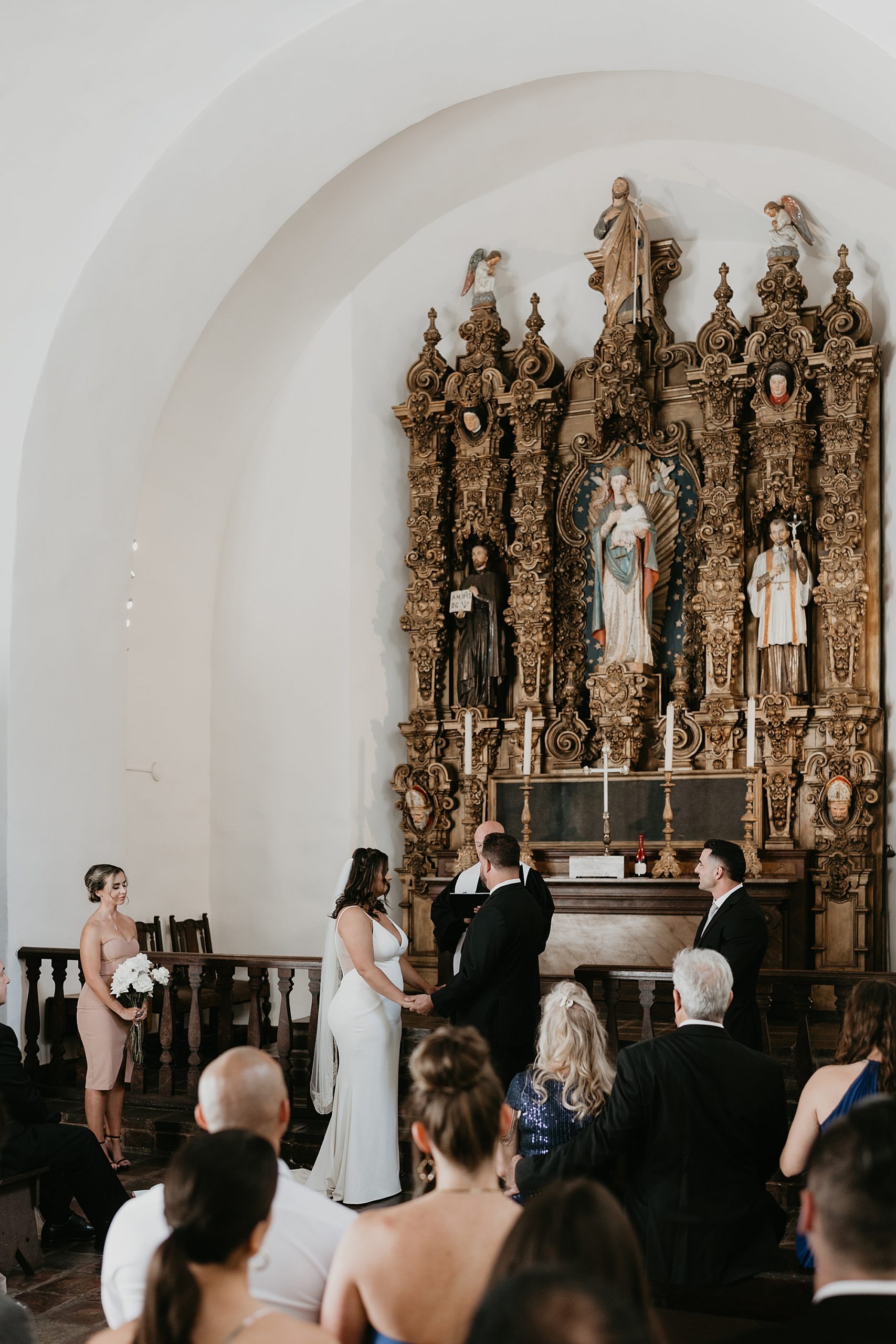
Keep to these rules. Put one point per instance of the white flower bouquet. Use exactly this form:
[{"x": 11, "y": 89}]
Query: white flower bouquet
[{"x": 133, "y": 983}]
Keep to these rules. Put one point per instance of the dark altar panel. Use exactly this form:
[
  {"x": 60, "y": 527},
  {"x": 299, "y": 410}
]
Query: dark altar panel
[{"x": 571, "y": 810}]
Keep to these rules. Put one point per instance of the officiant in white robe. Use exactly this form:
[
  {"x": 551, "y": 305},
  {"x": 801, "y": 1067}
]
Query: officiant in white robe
[
  {"x": 455, "y": 906},
  {"x": 779, "y": 589}
]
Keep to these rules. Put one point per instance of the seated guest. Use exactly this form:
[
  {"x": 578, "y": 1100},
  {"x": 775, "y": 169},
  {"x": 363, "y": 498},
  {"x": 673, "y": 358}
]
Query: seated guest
[
  {"x": 554, "y": 1306},
  {"x": 579, "y": 1226},
  {"x": 218, "y": 1206},
  {"x": 417, "y": 1272},
  {"x": 848, "y": 1215},
  {"x": 866, "y": 1065},
  {"x": 35, "y": 1138},
  {"x": 242, "y": 1089},
  {"x": 700, "y": 1120},
  {"x": 16, "y": 1324},
  {"x": 570, "y": 1081}
]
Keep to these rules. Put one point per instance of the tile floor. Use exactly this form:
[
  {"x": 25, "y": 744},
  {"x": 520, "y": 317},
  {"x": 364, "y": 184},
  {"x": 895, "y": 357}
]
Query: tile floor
[{"x": 65, "y": 1295}]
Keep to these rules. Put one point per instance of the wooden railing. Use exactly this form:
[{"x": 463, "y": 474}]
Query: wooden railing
[
  {"x": 202, "y": 985},
  {"x": 786, "y": 1002}
]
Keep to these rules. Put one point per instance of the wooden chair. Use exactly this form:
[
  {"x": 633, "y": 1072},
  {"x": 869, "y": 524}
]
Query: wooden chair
[{"x": 19, "y": 1238}]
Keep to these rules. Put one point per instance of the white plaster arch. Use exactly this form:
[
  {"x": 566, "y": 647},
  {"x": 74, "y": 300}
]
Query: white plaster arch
[{"x": 205, "y": 210}]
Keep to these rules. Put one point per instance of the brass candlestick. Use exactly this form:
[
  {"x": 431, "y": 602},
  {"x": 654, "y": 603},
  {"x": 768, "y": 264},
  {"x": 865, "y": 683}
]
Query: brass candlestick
[
  {"x": 751, "y": 854},
  {"x": 467, "y": 854},
  {"x": 667, "y": 865},
  {"x": 525, "y": 850}
]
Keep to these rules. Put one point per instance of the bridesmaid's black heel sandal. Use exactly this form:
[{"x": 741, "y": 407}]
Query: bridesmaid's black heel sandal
[{"x": 123, "y": 1164}]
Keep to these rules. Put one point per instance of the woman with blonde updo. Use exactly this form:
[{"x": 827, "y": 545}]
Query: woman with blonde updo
[
  {"x": 104, "y": 1023},
  {"x": 417, "y": 1272},
  {"x": 568, "y": 1084}
]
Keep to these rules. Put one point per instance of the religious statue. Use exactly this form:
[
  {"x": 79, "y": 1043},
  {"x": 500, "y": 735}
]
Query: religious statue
[
  {"x": 481, "y": 662},
  {"x": 628, "y": 284},
  {"x": 779, "y": 382},
  {"x": 625, "y": 572},
  {"x": 787, "y": 221},
  {"x": 779, "y": 588},
  {"x": 480, "y": 275}
]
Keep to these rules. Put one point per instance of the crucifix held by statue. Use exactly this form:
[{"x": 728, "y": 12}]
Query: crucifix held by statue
[{"x": 779, "y": 589}]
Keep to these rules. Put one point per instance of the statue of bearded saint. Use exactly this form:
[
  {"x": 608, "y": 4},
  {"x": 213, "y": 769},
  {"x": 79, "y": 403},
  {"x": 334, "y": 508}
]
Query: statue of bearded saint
[
  {"x": 779, "y": 589},
  {"x": 628, "y": 286}
]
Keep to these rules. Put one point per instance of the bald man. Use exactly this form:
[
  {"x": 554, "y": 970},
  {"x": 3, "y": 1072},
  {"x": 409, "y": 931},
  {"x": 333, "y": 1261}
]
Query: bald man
[
  {"x": 242, "y": 1089},
  {"x": 456, "y": 905}
]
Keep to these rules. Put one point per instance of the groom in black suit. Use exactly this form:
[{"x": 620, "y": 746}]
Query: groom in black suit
[
  {"x": 736, "y": 928},
  {"x": 498, "y": 988}
]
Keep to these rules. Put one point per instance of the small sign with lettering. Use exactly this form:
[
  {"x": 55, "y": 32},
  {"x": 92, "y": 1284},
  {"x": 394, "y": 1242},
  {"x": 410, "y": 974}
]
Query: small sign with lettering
[
  {"x": 597, "y": 866},
  {"x": 461, "y": 601}
]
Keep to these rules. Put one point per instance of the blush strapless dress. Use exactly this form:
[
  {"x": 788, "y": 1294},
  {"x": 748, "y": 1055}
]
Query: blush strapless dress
[{"x": 102, "y": 1033}]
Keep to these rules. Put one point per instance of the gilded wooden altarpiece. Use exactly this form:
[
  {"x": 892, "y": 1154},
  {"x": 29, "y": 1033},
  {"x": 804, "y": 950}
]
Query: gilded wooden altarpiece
[{"x": 731, "y": 460}]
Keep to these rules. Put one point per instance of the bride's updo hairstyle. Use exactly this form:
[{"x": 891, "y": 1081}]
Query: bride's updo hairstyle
[
  {"x": 97, "y": 878},
  {"x": 457, "y": 1096},
  {"x": 218, "y": 1190},
  {"x": 367, "y": 866}
]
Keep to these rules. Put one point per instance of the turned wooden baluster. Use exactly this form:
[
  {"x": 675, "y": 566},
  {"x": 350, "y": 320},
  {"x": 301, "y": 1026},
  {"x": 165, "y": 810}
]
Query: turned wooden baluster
[
  {"x": 225, "y": 1009},
  {"x": 647, "y": 996},
  {"x": 803, "y": 1050},
  {"x": 285, "y": 978},
  {"x": 763, "y": 1003},
  {"x": 166, "y": 1040},
  {"x": 194, "y": 1030},
  {"x": 57, "y": 1009},
  {"x": 612, "y": 999},
  {"x": 254, "y": 1030},
  {"x": 33, "y": 1016}
]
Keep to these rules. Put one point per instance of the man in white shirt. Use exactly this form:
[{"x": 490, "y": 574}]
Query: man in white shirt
[
  {"x": 242, "y": 1089},
  {"x": 848, "y": 1213}
]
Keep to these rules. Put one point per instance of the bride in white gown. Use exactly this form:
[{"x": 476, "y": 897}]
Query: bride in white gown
[{"x": 361, "y": 1016}]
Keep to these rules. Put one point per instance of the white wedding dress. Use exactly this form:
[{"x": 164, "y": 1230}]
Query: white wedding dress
[{"x": 358, "y": 1162}]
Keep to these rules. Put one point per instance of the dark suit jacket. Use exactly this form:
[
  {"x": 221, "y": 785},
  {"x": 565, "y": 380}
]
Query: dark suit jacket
[
  {"x": 452, "y": 909},
  {"x": 739, "y": 932},
  {"x": 498, "y": 988},
  {"x": 835, "y": 1320},
  {"x": 702, "y": 1122}
]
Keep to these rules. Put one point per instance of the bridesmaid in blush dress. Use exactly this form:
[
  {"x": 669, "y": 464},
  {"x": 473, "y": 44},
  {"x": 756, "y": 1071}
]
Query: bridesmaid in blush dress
[{"x": 107, "y": 940}]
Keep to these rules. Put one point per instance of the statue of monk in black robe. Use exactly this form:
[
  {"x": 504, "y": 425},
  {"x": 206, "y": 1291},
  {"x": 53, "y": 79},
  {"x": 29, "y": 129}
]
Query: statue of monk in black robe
[{"x": 481, "y": 663}]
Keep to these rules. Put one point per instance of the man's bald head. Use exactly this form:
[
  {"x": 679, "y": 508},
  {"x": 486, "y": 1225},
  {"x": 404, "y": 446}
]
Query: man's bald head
[
  {"x": 244, "y": 1089},
  {"x": 486, "y": 830}
]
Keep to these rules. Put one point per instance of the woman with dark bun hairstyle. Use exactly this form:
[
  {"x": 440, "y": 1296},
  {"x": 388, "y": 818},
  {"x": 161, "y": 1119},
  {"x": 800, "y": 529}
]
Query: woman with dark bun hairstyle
[
  {"x": 104, "y": 1023},
  {"x": 218, "y": 1198},
  {"x": 417, "y": 1272},
  {"x": 363, "y": 978}
]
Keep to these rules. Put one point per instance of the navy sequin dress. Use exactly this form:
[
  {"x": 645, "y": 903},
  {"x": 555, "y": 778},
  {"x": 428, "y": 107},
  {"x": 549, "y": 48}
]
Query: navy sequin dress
[{"x": 543, "y": 1126}]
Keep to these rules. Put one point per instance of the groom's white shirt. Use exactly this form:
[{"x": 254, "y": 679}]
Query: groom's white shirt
[
  {"x": 467, "y": 885},
  {"x": 289, "y": 1273}
]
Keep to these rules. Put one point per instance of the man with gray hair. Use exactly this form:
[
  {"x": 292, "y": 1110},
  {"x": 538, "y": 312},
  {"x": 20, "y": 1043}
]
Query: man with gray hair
[
  {"x": 242, "y": 1089},
  {"x": 702, "y": 1121}
]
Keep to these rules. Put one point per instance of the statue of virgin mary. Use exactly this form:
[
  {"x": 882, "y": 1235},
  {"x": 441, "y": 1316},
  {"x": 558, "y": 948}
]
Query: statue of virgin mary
[{"x": 625, "y": 574}]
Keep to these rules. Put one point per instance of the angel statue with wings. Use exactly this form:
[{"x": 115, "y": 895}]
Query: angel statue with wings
[
  {"x": 633, "y": 548},
  {"x": 480, "y": 275},
  {"x": 787, "y": 221}
]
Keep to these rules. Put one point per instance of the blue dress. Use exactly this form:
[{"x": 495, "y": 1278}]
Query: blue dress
[
  {"x": 864, "y": 1086},
  {"x": 543, "y": 1126}
]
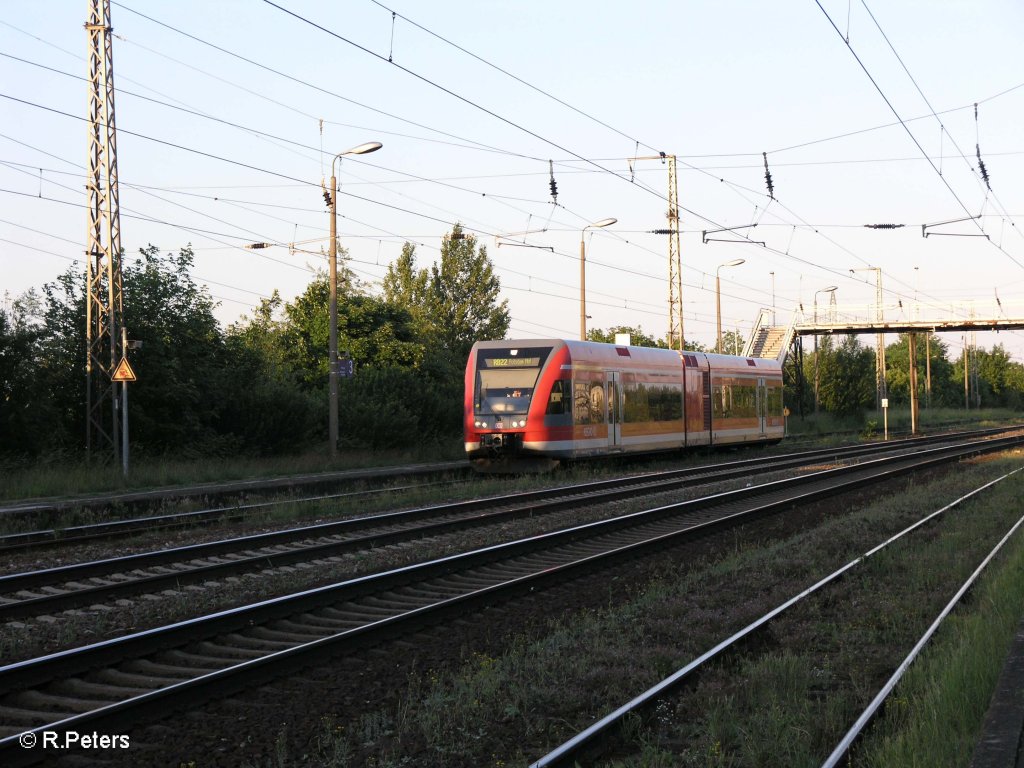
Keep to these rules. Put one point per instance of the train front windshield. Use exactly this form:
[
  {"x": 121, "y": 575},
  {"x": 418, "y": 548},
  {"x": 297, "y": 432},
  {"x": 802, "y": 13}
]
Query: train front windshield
[{"x": 506, "y": 379}]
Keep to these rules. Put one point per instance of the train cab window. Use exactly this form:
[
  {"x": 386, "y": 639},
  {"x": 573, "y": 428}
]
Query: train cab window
[{"x": 506, "y": 379}]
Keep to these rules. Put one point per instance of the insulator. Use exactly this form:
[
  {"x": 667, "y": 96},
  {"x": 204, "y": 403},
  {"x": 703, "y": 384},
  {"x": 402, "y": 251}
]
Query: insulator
[
  {"x": 771, "y": 186},
  {"x": 981, "y": 167}
]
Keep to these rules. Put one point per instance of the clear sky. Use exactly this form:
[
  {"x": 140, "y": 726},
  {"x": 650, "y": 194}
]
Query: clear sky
[{"x": 219, "y": 152}]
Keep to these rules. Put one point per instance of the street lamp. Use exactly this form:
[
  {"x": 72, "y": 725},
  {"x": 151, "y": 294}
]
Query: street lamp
[
  {"x": 583, "y": 273},
  {"x": 718, "y": 299},
  {"x": 832, "y": 290},
  {"x": 333, "y": 343}
]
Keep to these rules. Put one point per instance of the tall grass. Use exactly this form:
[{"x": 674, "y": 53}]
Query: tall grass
[{"x": 80, "y": 477}]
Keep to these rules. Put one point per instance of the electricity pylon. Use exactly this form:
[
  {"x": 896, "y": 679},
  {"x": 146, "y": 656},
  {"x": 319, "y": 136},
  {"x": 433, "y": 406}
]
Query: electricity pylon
[{"x": 103, "y": 302}]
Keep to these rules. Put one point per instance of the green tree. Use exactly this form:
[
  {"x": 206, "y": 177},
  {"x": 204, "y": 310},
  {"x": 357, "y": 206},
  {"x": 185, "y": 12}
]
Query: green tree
[
  {"x": 463, "y": 298},
  {"x": 637, "y": 336},
  {"x": 407, "y": 287},
  {"x": 846, "y": 376},
  {"x": 28, "y": 418},
  {"x": 181, "y": 364},
  {"x": 994, "y": 375},
  {"x": 929, "y": 351}
]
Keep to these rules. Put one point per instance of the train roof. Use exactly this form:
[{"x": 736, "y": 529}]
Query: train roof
[{"x": 595, "y": 350}]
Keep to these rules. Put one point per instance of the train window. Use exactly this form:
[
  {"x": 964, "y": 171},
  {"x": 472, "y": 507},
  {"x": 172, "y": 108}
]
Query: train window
[
  {"x": 558, "y": 400},
  {"x": 588, "y": 402},
  {"x": 773, "y": 400},
  {"x": 737, "y": 400},
  {"x": 666, "y": 402}
]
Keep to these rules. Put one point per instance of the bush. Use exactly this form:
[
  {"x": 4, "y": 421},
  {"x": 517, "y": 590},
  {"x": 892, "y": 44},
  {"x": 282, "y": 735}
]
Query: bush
[{"x": 396, "y": 408}]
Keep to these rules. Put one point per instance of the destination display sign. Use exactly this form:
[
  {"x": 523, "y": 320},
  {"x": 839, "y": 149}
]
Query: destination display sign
[{"x": 512, "y": 361}]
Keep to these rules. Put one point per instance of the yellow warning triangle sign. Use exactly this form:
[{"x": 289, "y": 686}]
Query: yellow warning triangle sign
[{"x": 123, "y": 372}]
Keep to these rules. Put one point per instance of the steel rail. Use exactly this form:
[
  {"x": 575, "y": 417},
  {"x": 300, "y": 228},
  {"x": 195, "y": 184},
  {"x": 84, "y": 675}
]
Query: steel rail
[
  {"x": 550, "y": 558},
  {"x": 587, "y": 743},
  {"x": 868, "y": 714},
  {"x": 388, "y": 528}
]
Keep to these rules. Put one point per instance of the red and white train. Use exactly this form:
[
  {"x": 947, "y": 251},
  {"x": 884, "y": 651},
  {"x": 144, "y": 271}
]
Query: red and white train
[{"x": 552, "y": 398}]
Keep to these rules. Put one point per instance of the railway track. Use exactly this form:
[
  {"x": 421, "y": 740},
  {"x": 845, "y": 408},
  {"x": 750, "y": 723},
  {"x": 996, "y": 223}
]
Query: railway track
[
  {"x": 52, "y": 590},
  {"x": 141, "y": 500},
  {"x": 113, "y": 684},
  {"x": 591, "y": 743},
  {"x": 66, "y": 536}
]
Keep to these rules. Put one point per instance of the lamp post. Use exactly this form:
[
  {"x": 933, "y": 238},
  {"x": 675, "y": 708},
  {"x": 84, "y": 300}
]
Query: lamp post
[
  {"x": 832, "y": 290},
  {"x": 583, "y": 272},
  {"x": 333, "y": 331},
  {"x": 718, "y": 300}
]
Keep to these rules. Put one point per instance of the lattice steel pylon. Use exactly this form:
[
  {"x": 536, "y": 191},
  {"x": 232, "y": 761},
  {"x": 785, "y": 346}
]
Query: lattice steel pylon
[
  {"x": 103, "y": 302},
  {"x": 675, "y": 336}
]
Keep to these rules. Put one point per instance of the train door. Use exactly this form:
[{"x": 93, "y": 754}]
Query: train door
[
  {"x": 762, "y": 406},
  {"x": 614, "y": 400}
]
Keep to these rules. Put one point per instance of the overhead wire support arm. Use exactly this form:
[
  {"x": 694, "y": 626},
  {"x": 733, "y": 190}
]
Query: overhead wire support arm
[
  {"x": 926, "y": 233},
  {"x": 705, "y": 232}
]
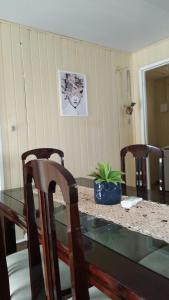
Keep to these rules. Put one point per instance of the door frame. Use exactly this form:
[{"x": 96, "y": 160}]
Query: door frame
[
  {"x": 143, "y": 100},
  {"x": 143, "y": 96}
]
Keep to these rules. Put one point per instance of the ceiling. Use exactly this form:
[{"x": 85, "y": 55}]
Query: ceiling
[{"x": 122, "y": 24}]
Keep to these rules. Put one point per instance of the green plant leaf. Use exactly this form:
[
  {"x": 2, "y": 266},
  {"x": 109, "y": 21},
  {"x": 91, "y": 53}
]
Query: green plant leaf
[{"x": 104, "y": 173}]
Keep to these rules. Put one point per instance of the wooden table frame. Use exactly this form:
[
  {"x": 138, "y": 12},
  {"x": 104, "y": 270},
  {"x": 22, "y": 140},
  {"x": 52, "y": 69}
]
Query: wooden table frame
[{"x": 127, "y": 280}]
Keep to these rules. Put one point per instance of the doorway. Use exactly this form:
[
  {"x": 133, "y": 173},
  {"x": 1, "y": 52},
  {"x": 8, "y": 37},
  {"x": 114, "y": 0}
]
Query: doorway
[{"x": 154, "y": 91}]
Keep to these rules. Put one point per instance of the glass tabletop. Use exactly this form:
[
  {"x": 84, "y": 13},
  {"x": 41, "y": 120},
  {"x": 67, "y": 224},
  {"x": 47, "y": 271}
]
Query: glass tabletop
[{"x": 144, "y": 250}]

EXERCISE:
Each line from the one containing "the door frame." to the final line of the entries above must be returned exactly, and no other line may appear.

THE COMPLETED TASK:
Keep to these rules. Put one point per instance of the door frame. Use exactly this form:
[{"x": 96, "y": 160}]
Query: door frame
[
  {"x": 143, "y": 100},
  {"x": 143, "y": 96}
]
Keep to these rules. Put one point per instance of the ceiling. Use exactly this form:
[{"x": 85, "y": 55}]
Query: ceiling
[{"x": 122, "y": 24}]
Keep to these rules. Put one point per instance of the green plant leaf. Use exactly this form:
[
  {"x": 2, "y": 266},
  {"x": 109, "y": 21},
  {"x": 91, "y": 53}
]
Query: green plant leaf
[{"x": 104, "y": 173}]
Keep to these rules. Put one point per instance of the wooden table frame. Use exactly this form:
[
  {"x": 138, "y": 12},
  {"x": 104, "y": 270},
  {"x": 22, "y": 140},
  {"x": 52, "y": 69}
]
Query: wooden table frame
[{"x": 127, "y": 280}]
Keep to these rules. Put one point per instance of the doorway. Use exactly this form:
[
  {"x": 133, "y": 173},
  {"x": 1, "y": 52},
  {"x": 8, "y": 37},
  {"x": 114, "y": 0}
]
Query: doorway
[{"x": 154, "y": 91}]
Keep to these rules. Put one point per instance of the glass tabletop. Use exactly this form:
[
  {"x": 84, "y": 13},
  {"x": 41, "y": 120},
  {"x": 67, "y": 224},
  {"x": 47, "y": 271}
]
Query: glass tabletop
[{"x": 144, "y": 250}]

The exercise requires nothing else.